▶

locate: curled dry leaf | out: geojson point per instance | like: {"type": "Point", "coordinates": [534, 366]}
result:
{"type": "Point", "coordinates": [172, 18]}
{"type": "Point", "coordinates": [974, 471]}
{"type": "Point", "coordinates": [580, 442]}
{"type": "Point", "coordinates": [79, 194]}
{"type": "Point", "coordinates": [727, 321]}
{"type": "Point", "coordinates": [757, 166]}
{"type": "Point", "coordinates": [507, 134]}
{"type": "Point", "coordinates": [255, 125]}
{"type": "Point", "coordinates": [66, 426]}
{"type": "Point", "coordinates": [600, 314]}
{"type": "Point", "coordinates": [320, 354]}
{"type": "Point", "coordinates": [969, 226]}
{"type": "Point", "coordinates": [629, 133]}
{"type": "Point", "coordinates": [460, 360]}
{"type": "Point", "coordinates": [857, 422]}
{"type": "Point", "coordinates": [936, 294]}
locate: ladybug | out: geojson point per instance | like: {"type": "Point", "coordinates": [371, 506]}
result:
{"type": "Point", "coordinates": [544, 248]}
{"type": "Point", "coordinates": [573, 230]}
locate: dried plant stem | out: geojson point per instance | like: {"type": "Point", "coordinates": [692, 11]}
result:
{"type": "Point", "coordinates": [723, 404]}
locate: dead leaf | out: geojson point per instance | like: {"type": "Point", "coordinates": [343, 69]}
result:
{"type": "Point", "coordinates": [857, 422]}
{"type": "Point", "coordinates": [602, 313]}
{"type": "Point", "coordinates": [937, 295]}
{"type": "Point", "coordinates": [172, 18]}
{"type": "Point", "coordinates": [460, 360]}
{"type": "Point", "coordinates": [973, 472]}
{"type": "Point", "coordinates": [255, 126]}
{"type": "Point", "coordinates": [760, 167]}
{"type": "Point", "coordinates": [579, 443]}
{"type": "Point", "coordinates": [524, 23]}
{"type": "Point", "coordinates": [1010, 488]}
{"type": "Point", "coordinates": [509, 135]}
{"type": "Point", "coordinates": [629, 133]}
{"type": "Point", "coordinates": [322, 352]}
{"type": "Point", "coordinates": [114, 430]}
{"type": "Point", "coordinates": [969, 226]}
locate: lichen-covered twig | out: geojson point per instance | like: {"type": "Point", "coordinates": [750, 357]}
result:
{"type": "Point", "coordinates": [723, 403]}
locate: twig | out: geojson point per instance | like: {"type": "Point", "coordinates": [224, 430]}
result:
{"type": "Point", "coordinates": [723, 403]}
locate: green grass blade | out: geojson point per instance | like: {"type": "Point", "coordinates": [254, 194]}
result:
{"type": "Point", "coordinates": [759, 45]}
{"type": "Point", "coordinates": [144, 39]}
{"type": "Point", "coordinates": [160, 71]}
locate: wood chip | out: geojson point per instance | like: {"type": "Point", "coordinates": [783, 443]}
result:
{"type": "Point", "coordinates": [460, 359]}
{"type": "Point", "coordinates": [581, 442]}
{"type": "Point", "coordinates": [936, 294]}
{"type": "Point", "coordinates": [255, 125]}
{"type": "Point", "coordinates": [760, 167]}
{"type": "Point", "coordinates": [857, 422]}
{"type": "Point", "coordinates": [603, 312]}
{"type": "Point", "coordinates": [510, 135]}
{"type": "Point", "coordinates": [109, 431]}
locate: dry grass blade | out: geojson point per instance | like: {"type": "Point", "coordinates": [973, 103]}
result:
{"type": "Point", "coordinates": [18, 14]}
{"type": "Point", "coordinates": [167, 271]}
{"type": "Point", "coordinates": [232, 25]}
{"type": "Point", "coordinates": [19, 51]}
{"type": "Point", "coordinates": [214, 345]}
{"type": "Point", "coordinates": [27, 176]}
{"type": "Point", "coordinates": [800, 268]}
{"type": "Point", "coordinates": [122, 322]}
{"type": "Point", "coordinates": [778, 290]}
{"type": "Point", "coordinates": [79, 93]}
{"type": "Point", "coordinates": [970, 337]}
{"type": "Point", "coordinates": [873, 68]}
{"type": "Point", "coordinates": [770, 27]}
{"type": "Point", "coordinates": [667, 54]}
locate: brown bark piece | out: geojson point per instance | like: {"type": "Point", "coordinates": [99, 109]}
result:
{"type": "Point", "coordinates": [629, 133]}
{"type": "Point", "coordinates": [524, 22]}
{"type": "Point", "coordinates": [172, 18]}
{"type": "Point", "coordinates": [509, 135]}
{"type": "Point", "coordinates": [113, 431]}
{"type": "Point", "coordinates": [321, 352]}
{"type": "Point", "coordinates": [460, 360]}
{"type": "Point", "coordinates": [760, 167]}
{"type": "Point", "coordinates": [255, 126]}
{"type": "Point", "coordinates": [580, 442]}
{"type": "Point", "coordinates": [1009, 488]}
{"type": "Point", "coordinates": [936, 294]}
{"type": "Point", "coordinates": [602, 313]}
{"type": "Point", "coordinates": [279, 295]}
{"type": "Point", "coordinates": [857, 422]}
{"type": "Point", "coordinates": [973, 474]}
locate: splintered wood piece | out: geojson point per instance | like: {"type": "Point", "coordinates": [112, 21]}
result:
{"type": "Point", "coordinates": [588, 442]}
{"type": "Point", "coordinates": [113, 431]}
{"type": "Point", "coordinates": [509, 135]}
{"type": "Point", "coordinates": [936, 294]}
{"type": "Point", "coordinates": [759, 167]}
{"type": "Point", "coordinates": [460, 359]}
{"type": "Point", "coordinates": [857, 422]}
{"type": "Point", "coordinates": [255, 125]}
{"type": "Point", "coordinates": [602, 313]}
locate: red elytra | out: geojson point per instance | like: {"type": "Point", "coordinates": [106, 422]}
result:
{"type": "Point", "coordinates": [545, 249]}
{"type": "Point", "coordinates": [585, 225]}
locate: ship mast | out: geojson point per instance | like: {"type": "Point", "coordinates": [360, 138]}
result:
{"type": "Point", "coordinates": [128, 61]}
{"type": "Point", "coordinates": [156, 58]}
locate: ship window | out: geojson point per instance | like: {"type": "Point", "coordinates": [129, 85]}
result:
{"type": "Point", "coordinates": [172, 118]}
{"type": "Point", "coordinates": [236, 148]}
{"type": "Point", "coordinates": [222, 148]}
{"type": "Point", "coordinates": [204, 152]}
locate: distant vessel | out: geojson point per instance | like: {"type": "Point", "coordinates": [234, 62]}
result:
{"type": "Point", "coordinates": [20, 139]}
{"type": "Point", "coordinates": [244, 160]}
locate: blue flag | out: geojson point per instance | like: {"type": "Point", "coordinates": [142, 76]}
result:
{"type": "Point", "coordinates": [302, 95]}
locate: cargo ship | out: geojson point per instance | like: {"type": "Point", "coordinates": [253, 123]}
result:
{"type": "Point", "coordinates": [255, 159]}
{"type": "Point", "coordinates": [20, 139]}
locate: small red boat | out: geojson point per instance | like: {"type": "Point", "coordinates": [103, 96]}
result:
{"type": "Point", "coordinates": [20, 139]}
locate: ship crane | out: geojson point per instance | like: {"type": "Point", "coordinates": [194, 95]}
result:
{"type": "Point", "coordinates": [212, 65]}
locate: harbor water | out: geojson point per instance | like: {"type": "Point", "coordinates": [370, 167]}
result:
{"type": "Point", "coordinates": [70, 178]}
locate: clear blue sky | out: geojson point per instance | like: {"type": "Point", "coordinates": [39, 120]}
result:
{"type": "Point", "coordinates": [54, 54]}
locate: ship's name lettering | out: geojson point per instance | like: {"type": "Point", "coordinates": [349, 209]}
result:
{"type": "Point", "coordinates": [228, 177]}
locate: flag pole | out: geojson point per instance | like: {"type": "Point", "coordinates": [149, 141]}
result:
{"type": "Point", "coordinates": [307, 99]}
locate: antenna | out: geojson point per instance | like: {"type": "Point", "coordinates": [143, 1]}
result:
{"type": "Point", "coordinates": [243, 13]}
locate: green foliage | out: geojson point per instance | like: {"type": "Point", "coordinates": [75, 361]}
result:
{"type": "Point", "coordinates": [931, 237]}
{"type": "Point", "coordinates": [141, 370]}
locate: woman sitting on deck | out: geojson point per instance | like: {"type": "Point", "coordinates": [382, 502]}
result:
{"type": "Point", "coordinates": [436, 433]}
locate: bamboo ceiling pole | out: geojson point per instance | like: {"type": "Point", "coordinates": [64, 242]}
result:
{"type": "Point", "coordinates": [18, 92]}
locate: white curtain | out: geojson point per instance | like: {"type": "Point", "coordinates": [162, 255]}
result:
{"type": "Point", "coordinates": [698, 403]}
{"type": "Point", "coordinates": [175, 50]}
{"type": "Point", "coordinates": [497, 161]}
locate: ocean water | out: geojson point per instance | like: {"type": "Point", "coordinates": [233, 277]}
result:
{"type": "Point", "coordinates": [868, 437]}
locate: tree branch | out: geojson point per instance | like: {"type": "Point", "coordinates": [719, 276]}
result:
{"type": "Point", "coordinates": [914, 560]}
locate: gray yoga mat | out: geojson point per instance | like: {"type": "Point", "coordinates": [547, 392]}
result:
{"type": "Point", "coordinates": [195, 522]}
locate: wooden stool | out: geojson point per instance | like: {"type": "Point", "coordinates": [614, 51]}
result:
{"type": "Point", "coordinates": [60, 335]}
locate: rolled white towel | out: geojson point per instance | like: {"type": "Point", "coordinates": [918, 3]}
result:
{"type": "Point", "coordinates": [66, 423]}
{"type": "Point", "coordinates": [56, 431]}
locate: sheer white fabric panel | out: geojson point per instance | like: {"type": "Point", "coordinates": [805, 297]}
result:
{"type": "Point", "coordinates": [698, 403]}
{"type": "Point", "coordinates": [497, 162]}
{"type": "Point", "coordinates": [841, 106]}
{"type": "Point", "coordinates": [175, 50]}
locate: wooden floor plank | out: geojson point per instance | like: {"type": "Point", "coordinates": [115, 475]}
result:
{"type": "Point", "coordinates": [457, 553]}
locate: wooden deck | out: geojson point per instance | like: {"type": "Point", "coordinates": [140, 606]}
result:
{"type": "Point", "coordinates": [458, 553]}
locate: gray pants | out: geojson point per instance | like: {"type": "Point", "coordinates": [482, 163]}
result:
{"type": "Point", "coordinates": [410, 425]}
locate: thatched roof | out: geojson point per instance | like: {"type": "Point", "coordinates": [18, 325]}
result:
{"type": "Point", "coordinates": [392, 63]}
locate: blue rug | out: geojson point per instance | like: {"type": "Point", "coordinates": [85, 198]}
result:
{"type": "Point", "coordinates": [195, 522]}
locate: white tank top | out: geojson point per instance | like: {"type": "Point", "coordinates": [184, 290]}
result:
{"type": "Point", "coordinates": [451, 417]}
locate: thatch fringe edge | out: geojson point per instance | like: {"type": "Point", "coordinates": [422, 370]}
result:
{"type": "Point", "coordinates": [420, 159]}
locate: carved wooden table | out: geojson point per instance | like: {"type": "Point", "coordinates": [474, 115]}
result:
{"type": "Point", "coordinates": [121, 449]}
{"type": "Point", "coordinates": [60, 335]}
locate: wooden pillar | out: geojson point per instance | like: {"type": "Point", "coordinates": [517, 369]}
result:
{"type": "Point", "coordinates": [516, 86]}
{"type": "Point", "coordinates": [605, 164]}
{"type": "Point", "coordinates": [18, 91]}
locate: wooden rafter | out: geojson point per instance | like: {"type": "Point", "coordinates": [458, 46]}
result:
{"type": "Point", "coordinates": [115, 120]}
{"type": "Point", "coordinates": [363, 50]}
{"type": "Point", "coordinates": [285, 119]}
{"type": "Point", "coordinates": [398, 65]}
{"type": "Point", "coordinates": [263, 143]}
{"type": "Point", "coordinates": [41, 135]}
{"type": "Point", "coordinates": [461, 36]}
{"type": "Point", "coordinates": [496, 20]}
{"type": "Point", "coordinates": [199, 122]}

◀

# What you will do:
Copy every line of the entries above in which "leaf" occurs.

# Exercise solution:
locate: curled dry leaf | out: geojson point per instance | like: {"type": "Point", "coordinates": [534, 366]}
locate: dead leaf | out: geojson point per instance | like: {"type": "Point", "coordinates": [343, 69]}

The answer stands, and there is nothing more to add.